>> begin

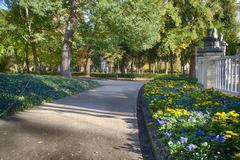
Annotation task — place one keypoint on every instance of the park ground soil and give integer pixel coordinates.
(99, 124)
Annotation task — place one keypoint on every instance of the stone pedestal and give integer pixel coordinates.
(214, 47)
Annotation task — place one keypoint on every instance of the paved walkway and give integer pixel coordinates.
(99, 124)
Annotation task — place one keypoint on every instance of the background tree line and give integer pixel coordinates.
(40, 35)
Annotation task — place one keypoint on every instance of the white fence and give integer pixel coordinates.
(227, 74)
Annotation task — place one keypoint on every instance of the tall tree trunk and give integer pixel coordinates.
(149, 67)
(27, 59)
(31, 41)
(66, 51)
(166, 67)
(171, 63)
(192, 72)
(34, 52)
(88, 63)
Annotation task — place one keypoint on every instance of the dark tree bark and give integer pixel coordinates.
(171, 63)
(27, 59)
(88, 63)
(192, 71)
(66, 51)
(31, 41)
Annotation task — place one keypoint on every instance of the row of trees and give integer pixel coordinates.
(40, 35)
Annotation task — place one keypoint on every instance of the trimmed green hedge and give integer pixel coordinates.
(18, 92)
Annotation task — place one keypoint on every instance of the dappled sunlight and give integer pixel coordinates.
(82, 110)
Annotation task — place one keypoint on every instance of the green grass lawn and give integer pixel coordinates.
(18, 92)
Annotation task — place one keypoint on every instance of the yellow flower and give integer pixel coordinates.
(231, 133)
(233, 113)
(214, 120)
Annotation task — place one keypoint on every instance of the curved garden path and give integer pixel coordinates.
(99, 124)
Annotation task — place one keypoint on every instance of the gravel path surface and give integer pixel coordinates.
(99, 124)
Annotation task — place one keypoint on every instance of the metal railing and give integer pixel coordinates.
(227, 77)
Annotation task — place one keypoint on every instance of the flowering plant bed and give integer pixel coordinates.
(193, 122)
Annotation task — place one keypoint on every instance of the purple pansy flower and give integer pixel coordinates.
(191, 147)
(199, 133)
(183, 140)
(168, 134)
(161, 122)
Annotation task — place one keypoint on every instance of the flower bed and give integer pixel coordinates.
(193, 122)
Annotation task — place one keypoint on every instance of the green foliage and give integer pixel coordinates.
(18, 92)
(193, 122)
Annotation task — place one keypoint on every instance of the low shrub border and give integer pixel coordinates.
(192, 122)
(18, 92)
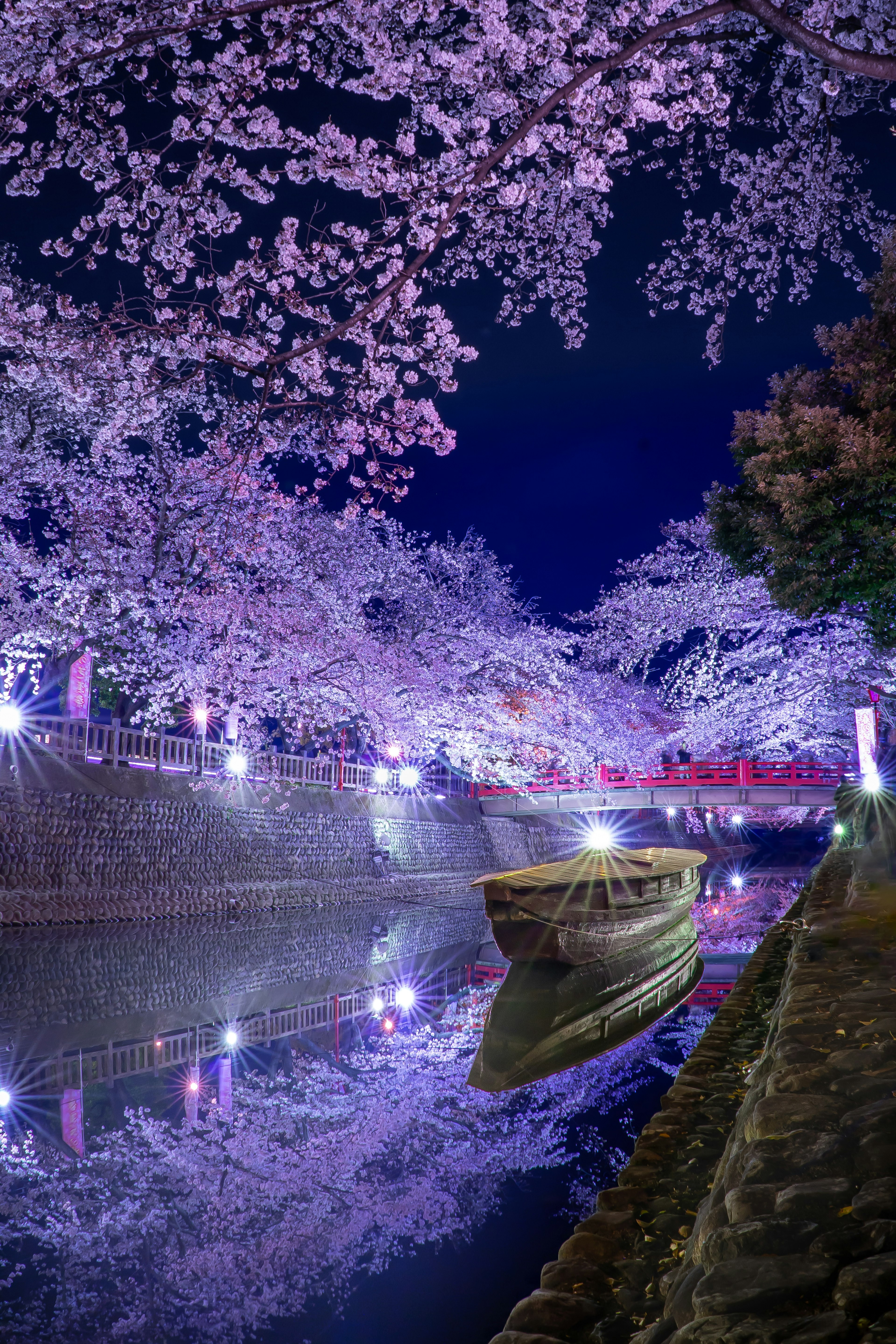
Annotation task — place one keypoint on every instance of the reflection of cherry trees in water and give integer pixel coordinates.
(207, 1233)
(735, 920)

>> end

* [Written task]: Could you quote all of the records above word for word, leaving out the pictures?

* [Complete response]:
Annotation task — place one keypoint on every instance of the park ground soil and give integer pixel coordinates.
(99, 124)
Annotation task — place one keypoint on every instance of the stone pedestal and give integer pixel coordinates.
(214, 47)
Annotation task — place one keypoint on every instance of the paved walkway and give integer pixel coordinates.
(99, 124)
Annotation task — place one keypoint on every instance of the background tree line and give integer pixel coordinates.
(40, 35)
Annotation task — place one keypoint on every instance of the white fence and give integer pixel coordinates.
(227, 74)
Annotation task — place one keypoint on every instance of the tall tree trunk and give integer pixel coordinates.
(149, 67)
(27, 59)
(31, 41)
(66, 51)
(166, 67)
(171, 63)
(192, 72)
(34, 52)
(88, 63)
Annotation task — place one keypoint on every instance of the dark tree bark and give integer pixel coordinates.
(171, 63)
(27, 59)
(88, 63)
(192, 71)
(66, 51)
(31, 41)
Annotation task — place one keypoint on every instance of the row of trees and give integer pixel coordinates.
(40, 35)
Annotation task — place one keypoint on every instance of the trimmed green hedge and give integer pixel coordinates.
(18, 92)
Annotation task — place one keypoint on every instance of the dappled sunlight and give integer pixel coordinates.
(82, 110)
Annotation task — place one keypoint on every instance of the green grass lawn and give integer pixel coordinates.
(18, 92)
Annotation task — place one keypoint on every instance of the yellow flower and give integer pixel coordinates.
(231, 133)
(233, 113)
(214, 120)
Annotation task — place one keypoint on every instance of the curved garden path and give integer pixel coordinates.
(99, 124)
Annotation task — place one keypoint on every instance of the gravel path surface and give integer pixel coordinates.
(99, 124)
Annotation task — place one keypoint on every instance of the metal railing and give integer pixel coordinates.
(227, 77)
Annotation task — place one keypoint on every instance of the flowering plant bed and give integer pixel coordinates.
(193, 122)
Annotation task — place one keypoint on every instance of the purple pansy flower and give integer pixel coordinates.
(191, 147)
(199, 133)
(183, 140)
(168, 134)
(161, 122)
Annotation task — place one keypoint on every instance of the flower bed and give integer pixel coordinates.
(193, 122)
Annotation task — place one keypoint on every instance of the green foliage and give integer pixel coordinates.
(18, 92)
(193, 122)
Annotation task — place one keypoint on every instance of the low shrub border and give integer pixel coordinates.
(192, 122)
(18, 92)
Annotation task — place one keypoint on every instance of the reflection of cherry trees in water and give integer pixel coordinates.
(207, 1233)
(735, 920)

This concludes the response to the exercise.